*REQUIREMENT 1*. In the passage about the College's recent gift, how much did L. David Baldwin donate?
*REQUIREMENT 2*. Please return the portion of the passage about the College's recent gift starting at "Over the next" and ending at "undergraduate seminar program.".
BEGIN READING PASSAGE
Over the next several years, researchers in the College of Arts and Sciences will be seeking new ways to repair tissue damage in the human body—to regenerate the heart muscle of cardiac patients, for instance, and restore cartilage in the joints of people with rheumatoid arthritis. Undergraduates preparing for research careers will study introductory and advanced biology in upgraded labs, complete with the latest scientific equipment and instructional technology. The department of physics will recruit new faculty, certain that it can cover the startup costs for their research. And the College will have additional resources to support faculty participation in SAGES, the university's undergraduate seminar program.
All of these activities will be made possible through the generosity of L. David Baldwin (CIT '49), who recently donated $1.6 million to the College through the Case Alumni Association. A longtime benefactor, Baldwin has given the university nearly $4.5 million over the past decade to support both scientific research and undergraduate education. Commenting on Baldwin's latest gift, Cyrus C. Taylor, Dean of the College of Arts and Sciences, remarked, "David's impact on, and legacy within, the university is great and enduring."
END READING PASSAGE
BEGIN DATASET ENTRIES
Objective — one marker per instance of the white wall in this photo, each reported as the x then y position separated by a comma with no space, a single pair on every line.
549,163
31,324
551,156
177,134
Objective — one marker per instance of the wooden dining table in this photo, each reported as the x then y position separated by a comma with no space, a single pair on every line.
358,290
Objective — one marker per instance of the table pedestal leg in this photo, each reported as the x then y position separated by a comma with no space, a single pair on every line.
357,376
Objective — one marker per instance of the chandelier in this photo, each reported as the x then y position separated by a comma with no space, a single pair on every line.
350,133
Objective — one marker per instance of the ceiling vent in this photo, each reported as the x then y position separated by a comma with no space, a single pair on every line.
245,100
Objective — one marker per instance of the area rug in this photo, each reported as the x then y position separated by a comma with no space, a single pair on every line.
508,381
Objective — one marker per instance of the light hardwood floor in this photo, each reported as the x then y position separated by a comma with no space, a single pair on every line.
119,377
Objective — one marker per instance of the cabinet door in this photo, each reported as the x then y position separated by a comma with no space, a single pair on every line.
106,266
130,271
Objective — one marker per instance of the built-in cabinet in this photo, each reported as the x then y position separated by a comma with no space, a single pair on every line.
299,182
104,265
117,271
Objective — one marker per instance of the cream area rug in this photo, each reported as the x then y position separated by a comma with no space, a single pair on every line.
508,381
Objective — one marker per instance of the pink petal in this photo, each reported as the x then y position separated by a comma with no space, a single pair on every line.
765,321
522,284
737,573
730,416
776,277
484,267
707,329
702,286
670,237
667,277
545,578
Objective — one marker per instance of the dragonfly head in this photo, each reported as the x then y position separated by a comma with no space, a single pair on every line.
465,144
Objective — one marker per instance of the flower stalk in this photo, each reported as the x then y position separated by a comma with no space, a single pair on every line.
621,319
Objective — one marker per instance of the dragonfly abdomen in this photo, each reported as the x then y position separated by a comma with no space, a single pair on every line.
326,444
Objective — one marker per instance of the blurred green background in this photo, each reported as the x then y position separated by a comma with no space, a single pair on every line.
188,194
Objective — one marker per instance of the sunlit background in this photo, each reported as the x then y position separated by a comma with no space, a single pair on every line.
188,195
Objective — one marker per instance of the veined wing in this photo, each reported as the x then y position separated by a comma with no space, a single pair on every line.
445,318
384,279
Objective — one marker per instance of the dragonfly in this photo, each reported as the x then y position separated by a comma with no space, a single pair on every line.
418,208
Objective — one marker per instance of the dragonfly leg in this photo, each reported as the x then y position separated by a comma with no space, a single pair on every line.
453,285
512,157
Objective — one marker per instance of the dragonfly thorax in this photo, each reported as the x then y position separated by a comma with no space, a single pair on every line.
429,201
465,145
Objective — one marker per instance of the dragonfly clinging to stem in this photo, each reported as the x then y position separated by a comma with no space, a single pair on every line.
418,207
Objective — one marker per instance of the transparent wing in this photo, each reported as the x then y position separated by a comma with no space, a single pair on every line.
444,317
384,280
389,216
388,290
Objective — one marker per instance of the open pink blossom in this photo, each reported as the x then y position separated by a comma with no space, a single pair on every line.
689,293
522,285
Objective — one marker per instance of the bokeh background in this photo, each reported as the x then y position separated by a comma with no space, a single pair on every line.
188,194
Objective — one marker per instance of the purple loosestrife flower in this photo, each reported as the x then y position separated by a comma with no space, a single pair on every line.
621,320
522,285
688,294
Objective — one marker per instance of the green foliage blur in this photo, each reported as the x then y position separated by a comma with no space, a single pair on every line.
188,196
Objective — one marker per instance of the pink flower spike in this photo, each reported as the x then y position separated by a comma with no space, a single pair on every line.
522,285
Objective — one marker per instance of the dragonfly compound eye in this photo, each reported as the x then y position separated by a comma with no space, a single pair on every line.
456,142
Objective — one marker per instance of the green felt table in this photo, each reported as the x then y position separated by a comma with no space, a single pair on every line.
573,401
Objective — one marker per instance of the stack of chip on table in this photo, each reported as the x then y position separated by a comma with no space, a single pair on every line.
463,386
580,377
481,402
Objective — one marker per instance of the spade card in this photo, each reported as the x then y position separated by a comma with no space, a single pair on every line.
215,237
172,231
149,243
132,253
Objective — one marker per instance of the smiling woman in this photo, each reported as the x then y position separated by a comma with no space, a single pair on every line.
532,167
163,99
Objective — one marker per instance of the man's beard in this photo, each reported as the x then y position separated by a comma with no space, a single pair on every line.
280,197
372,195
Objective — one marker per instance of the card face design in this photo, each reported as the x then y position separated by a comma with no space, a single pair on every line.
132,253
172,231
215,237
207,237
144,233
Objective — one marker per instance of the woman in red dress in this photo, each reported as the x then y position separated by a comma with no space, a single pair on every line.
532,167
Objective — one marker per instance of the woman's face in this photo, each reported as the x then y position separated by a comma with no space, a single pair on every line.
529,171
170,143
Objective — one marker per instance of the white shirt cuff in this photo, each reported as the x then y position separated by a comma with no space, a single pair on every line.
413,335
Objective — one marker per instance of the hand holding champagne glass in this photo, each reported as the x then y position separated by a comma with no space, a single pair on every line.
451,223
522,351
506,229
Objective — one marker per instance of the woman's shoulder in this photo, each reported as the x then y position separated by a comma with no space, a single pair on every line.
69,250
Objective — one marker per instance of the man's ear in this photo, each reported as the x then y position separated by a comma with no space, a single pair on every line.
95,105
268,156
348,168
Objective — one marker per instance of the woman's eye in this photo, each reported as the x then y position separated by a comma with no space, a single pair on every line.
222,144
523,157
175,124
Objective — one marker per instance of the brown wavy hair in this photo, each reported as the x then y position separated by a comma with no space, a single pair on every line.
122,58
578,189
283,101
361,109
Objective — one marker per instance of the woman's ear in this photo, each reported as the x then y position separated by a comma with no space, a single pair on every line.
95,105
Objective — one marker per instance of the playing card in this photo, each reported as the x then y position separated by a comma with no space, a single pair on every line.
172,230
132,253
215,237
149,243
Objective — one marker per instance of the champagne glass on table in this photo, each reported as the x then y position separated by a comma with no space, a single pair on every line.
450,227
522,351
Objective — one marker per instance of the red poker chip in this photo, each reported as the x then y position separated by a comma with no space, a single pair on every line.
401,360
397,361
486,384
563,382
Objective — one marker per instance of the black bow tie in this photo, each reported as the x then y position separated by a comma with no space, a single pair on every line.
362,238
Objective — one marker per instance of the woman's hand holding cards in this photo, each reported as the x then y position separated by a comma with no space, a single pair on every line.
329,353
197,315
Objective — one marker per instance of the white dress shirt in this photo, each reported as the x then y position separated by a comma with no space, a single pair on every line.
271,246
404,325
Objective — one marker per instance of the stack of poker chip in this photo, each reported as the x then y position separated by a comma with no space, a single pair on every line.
END DATASET ENTRIES
*FINAL ANSWER 1*. $1.6 million

*FINAL ANSWER 2*.
Over the next several years, researchers in the College of Arts and Sciences will be seeking new ways to repair tissue damage in the human body—to regenerate the heart muscle of cardiac patients, for instance, and restore cartilage in the joints of people with rheumatoid arthritis. Undergraduates preparing for research careers will study introductory and advanced biology in upgraded labs, complete with the latest scientific equipment and instructional technology. The department of physics will recruit new faculty, certain that it can cover the startup costs for their research. And the College will have additional resources to support faculty participation in SAGES, the university's undergraduate seminar program.